Task goal - Gather every line of the material below that contains the word "lawn".

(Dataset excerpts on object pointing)
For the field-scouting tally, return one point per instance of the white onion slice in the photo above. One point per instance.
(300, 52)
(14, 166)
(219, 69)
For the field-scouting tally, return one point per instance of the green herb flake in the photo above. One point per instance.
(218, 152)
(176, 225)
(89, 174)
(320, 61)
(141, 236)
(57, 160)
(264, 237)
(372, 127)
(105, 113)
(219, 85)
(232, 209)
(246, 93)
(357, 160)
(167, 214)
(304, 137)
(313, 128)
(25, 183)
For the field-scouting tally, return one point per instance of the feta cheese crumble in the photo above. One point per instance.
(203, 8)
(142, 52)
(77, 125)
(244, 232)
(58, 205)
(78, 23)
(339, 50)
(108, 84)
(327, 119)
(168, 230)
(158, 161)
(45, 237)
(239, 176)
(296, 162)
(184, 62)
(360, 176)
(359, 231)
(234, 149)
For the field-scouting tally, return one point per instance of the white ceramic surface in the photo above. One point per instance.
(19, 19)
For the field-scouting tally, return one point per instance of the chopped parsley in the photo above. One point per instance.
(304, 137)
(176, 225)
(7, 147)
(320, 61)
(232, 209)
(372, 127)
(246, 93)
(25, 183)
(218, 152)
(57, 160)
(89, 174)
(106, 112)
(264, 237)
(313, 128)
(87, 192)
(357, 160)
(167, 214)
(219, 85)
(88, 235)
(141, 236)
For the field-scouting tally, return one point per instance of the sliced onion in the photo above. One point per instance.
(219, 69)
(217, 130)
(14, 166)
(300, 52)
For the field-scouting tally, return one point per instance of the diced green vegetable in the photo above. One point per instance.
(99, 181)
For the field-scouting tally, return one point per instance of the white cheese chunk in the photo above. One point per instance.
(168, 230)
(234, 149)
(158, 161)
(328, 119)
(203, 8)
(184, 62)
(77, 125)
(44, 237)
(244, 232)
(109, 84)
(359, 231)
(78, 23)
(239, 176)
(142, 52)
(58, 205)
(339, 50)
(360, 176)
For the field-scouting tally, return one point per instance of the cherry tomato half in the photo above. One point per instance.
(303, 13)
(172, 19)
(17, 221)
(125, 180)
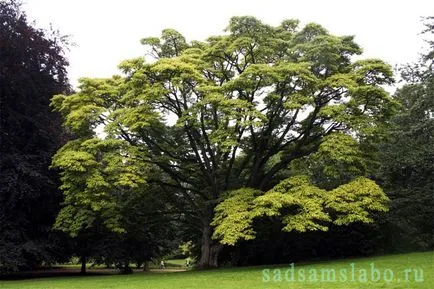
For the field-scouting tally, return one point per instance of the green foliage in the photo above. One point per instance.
(407, 157)
(300, 205)
(96, 175)
(242, 107)
(33, 68)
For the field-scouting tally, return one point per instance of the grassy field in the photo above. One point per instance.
(315, 274)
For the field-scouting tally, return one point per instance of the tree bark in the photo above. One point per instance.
(83, 264)
(210, 249)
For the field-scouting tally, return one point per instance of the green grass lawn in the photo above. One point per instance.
(261, 277)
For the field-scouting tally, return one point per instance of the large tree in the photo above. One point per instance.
(224, 119)
(32, 69)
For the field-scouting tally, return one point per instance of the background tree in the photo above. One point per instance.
(408, 157)
(32, 70)
(223, 119)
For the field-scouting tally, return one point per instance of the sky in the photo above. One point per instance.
(105, 32)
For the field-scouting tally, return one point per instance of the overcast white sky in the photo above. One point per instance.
(108, 31)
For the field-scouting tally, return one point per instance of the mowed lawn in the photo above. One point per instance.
(352, 270)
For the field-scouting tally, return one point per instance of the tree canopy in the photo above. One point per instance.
(32, 70)
(222, 122)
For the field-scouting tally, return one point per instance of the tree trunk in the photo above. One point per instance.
(83, 264)
(210, 249)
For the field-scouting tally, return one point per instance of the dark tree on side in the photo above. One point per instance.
(32, 70)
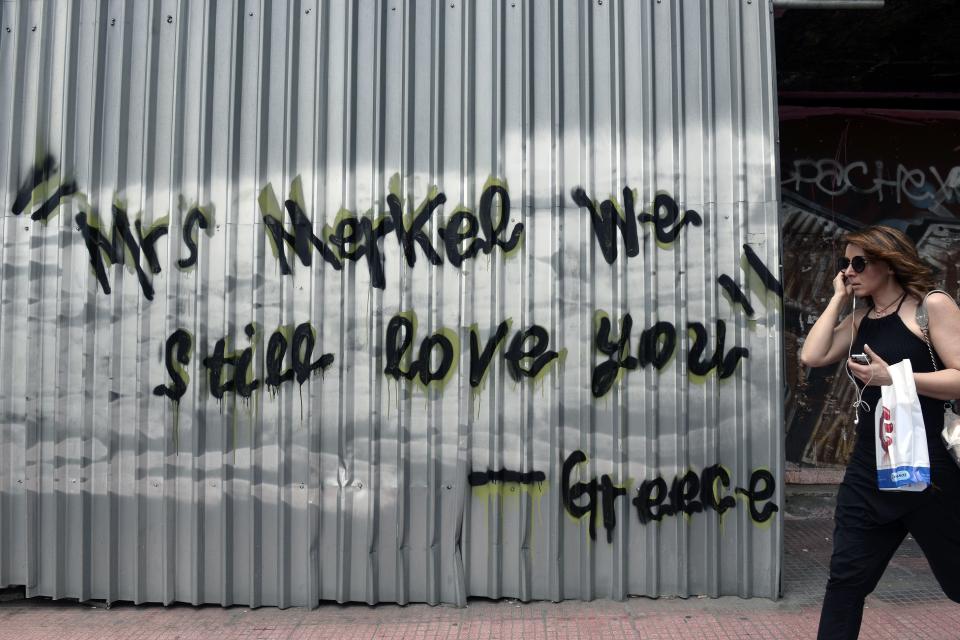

Reply to the task -
For the field-scouting tally, return one point per instance of the green grass lawn in the photo above. One point per instance.
For the field-scouting tally, return one point per instance of the mowed lawn in the photo above. One point per instance.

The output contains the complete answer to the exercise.